----- Selected text
So the class issue is only a part of what’s awry with the “where I went this summer” approach to the ritual. Even if everyone in the world had a summer home in Provence, “This water comes from our summer home in Provence” would not be what I wanted this ceremony to be about. It’s so trivial, whereas “We are separate beings and yet all one” is one of the profoundest truths we try to encompass.

I’ve deliberately shaped our Water Communion at the Unitarian Universalist Church of Palo Alto (UUCPA) with these concerns in mind, and that conversation with my friend made me realize that other UUs could learn from that process, so I’m going to share it here. I’d also like to learn from readers: judging by this description, or by your experience of UUCPA’s Water Communion if you’ve been there, have we succeeded? And what do you do in your congregation to keep our attention focused on the deepest meanings of the Water Communion?

Here are some dos and don’ts that have guided me.

Don’t: have an open mike where everyone describes where the water came from. Not only is this impractical for any but the smallest congregations, but it just about orders people to say “We brought this from the Mediterranean, where we went on a beautiful cruise.”

Do: provide a way for people to share the significance of the water they’ve brought, and have a leader or leaders share a precis. Doing this has allowed me to rephrase people’s descriptions in a way that honors the most important aspects, while playing down the others. So, for example, if someone writes, “This water comes from our family’s summer home on Cape Cod, where I’ve gone since I was a small child visiting my grandparents–this year I was there with my grandchildren,” I might share, “Water from the Atlantic Ocean,” or “Water from a place made sacred by five generations of one family,” or “Water from a multigenerational family gathering,” or some combination of those.
----------
◆ Aim ◆
How would you translate this sentence from the Water Communion text into Spanish: "Doing this has allowed me to rephrase people’s descriptions in a way that honors the most important aspects, while playing down the others." Answer from the passage about the Water Communion alone.
----- Data records
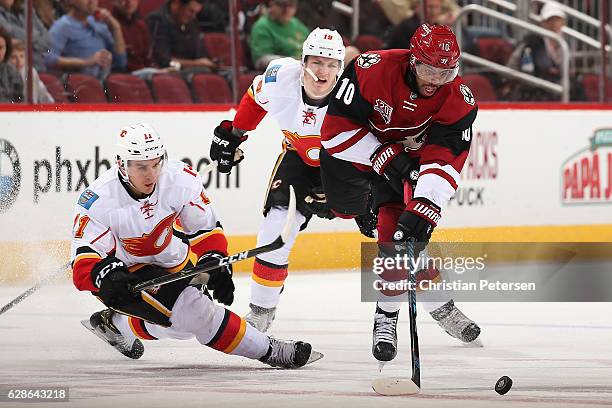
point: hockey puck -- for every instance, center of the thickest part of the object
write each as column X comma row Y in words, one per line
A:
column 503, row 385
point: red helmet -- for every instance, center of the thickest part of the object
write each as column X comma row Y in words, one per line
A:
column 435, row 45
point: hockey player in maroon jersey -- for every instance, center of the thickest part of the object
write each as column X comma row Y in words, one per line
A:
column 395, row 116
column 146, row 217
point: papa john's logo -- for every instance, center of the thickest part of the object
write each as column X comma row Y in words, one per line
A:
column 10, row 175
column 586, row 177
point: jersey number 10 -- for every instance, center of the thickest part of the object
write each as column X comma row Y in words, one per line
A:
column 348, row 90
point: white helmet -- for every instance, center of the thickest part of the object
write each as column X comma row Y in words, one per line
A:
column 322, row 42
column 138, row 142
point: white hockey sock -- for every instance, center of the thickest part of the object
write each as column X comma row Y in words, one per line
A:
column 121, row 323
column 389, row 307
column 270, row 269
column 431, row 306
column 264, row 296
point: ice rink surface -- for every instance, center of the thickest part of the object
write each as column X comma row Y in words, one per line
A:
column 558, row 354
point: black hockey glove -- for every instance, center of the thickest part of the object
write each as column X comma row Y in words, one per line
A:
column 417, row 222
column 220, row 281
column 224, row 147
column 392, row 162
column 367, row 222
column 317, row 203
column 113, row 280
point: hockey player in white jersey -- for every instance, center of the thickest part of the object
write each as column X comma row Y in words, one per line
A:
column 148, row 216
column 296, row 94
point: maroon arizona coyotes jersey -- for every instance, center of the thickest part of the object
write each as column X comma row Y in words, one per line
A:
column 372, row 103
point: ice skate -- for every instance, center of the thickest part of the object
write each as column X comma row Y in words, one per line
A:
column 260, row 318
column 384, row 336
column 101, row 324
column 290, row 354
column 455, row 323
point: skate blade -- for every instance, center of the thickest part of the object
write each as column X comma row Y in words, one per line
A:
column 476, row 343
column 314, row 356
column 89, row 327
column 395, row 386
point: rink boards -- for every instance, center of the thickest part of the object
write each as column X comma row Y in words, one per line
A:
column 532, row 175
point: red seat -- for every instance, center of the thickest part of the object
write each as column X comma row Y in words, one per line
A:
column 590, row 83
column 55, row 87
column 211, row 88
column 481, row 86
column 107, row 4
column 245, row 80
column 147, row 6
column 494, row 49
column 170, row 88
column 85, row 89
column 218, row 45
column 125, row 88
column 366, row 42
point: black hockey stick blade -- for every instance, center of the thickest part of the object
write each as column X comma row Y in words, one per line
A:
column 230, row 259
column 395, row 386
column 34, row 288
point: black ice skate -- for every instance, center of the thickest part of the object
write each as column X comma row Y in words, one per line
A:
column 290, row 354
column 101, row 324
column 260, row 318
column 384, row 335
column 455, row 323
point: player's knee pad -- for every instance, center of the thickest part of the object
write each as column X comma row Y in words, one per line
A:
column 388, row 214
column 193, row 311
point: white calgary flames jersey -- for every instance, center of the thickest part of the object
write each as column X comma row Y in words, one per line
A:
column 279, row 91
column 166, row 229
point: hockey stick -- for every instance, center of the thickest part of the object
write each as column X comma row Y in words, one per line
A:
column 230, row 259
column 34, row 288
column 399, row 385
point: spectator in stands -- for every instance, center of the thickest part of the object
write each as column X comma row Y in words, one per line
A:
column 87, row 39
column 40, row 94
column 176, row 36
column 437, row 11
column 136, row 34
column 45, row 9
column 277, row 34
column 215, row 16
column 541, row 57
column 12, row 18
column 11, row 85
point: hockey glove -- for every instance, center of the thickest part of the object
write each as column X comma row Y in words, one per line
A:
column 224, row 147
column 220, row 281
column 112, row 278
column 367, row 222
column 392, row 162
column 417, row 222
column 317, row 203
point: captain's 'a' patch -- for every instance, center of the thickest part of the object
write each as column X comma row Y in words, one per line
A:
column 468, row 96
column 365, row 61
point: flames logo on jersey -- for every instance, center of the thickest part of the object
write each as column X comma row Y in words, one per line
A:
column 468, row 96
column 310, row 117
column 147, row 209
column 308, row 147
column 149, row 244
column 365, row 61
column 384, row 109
----------
◆ Exercise response ◆
Hacer esto me ha permitido reformular las descripciones de las personas de una manera que honra los aspectos más importantes, a la vez que resta importancia a los demás.